>> START

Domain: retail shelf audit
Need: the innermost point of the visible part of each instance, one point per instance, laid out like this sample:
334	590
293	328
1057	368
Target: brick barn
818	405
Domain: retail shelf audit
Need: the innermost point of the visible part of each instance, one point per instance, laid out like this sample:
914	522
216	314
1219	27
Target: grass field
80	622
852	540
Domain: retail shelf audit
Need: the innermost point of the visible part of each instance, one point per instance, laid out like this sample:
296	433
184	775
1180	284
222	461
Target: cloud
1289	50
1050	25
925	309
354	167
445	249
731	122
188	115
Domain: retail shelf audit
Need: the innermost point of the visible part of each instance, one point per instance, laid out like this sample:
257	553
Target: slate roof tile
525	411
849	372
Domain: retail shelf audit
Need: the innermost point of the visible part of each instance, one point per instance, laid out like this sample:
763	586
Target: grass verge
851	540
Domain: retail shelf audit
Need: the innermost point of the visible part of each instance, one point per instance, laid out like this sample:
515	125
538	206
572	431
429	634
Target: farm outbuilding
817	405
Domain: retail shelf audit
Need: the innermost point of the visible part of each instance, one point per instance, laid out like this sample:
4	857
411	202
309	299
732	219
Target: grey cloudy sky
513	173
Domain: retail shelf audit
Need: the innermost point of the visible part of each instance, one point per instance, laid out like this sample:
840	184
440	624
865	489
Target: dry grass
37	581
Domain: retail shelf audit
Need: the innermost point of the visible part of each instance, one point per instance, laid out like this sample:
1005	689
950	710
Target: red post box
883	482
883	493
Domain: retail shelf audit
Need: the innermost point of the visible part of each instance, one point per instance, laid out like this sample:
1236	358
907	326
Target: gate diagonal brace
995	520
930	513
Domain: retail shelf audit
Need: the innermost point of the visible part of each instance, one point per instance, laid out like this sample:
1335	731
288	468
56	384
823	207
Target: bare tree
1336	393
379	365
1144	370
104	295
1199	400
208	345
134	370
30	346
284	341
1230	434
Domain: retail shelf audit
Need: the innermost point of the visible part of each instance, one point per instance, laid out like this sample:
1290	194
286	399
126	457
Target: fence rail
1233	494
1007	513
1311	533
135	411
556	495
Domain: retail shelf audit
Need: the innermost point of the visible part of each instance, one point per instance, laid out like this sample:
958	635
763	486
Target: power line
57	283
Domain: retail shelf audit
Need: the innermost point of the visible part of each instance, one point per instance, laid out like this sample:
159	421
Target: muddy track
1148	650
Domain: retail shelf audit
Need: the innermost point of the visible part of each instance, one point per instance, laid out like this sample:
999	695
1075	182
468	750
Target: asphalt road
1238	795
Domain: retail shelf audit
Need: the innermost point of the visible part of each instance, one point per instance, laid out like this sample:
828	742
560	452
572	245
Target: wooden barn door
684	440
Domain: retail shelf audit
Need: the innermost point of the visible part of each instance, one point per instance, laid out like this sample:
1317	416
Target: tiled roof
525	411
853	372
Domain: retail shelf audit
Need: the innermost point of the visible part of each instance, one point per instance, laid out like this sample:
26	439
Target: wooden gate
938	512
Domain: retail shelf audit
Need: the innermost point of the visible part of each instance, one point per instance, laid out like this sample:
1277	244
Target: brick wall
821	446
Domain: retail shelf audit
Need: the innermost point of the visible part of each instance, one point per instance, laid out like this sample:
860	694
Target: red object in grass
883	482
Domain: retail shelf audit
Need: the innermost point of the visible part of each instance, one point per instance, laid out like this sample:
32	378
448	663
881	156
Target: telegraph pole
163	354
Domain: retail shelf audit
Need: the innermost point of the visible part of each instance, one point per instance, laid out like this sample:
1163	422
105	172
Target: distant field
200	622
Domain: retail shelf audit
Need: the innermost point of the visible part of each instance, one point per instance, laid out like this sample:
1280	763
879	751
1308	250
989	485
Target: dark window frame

>> END

__Task to complete__
Retype the whole listing above exactly.

__Expected answer__
Domain: retail shelf audit
Need: the innermost point of the visible part of each instance, one point per instance, laid out like this sample:
334	590
293	328
1057	368
Target: brick barn
818	405
Domain: retail shelf audit
Need: the innermost point of the visible part of each instance, one point per instance, laid out like this sample:
914	522
216	314
1219	27
Target: grass field
80	622
852	540
Domain: retail shelf audit
Need: the innermost point of the visible part of each instance, one point per instance, laid out like this sample:
296	433
184	775
1180	284
222	461
Target: cloud
1289	50
1050	25
925	309
354	167
445	249
731	122
188	115
Domain: retail shelf audit
Need: the innermost point of the visible part of each instance, one point per instance, laid out like this sample:
257	553
Target: slate roof tile
525	411
849	372
Domain: retail shelf audit
Need: the innermost point of the visible part of each instance, one point per instance, laid out like this sample:
763	586
Target: grass verge
851	540
Domain: retail shelf audit
Need: the innermost point of the visible part of each instance, one point per instance, laid out like this sample:
515	125
538	206
572	431
429	634
Target: farm outbuilding
817	405
Domain: retail shelf audit
Need: the innermost point of the visible part of each instance, one point per instance, laid out like this sample:
4	857
411	202
309	299
732	219
Target: grey cloudy sky
513	173
Domain: retail shelf audit
Need: the innermost point of the visible part of each instance, one point per instance, laid out like this sample:
840	184
440	624
865	489
Target: dry grass
37	581
Domain: retail shelf audit
Need: the innermost point of the visible part of each instance, one point per instance, laid out like this sample:
1005	689
950	710
Target: red post box
883	482
883	493
Domain: retail shelf audit
Need: the innermost point of the visible part of each instance, one point per instance, laid out like this sample:
1236	358
907	326
Target: gate diagonal brace
995	520
930	513
Domain: retail shelf audit
Need: the innermost point of the visible part of each instance, one point per instance, laid out like this sample:
1335	731
288	468
56	384
823	207
Target: bare tree
1336	393
379	365
1144	370
104	295
1199	400
208	345
134	370
30	346
284	341
1230	434
Domain: retail shelf audit
Need: the innermost point of the visible part of each instance, one point per instance, laid out like this sample:
1290	194
286	399
126	457
Target: fence rail
1233	494
1007	513
1311	533
135	411
556	495
Domain: retail shelf audit
Need: the innermost point of the visible part of each instance, one point per instance, laid out like this sample:
958	635
763	486
Target: power line
57	283
Domain: retail shelf audit
Need: the innermost point of the visible part of each instance, one point per instance, laid out like this sample:
159	421
Target: muddy track
1148	650
Domain: retail shelf audit
Need: the innermost point of the visible part of each instance, one point per instance, laid out like this sample:
999	695
1075	182
468	750
Target: asphalt road
1238	795
Domain: retail shelf audit
Need: the innermost point of the visible part of each instance, one point per instance, laid out like this sample:
828	742
560	452
572	245
Target: wooden barn door
684	440
Domain: retail shelf audit
Need: the innermost point of the visible part of each instance, one point per instance, laid out like this sample:
1317	416
Target: tiled roof
525	411
853	372
Domain: retail shelf audit
Need: the innermost point of the visible part of each instance, one point per instance, laid out like this sample:
26	439
Target: wooden gate
938	512
Domain: retail shelf audit
Need: the innermost point of the visible part of each instance, one point per instance, laid out like this sample:
1277	244
Target: brick wall
821	446
Domain: retail shelf audit
Need: the innermost point of the visible part of each instance, one point per instance, laid out like this sample:
860	694
Target: red object in grass
883	482
Domain: retail shelf audit
Need: the innermost point of the visible part of each instance, one point per instance, laid out like this sample:
32	378
448	663
881	156
Target: telegraph pole
163	354
Domain: retail shelf audit
Need: the innermost point of the visible part of each instance, one point per instance, laid out like this sample:
1163	422
105	172
Target: distant field
200	622
Domain: retail shelf audit
Need: the innermost point of the visible part of each instance, one point per instance, laid out like this sample:
1280	763
879	751
1308	250
989	485
Target: dark window frame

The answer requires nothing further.